Extracted data entries
Segment Open
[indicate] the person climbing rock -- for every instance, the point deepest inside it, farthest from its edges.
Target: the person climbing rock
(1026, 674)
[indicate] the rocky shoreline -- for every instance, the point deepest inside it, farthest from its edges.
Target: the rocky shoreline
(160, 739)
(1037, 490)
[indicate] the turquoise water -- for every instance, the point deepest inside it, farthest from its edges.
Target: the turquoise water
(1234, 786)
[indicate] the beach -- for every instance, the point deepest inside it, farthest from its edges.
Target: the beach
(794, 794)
Segment Closed
Find the line containing "Target: the rocky shoreline" in the data above. Please transcribe it and every line after it, exactly.

## Written answer
Target: the rocky shoreline
(160, 739)
(1037, 490)
[indicate] the turquoise water -- for every instance, the point deepest inside it, farthest from its edges.
Target: the turquoise water
(1234, 786)
[indicate] the beach -- for every instance, the point deepest inside it, farthest from its edges.
Target: the beach
(794, 794)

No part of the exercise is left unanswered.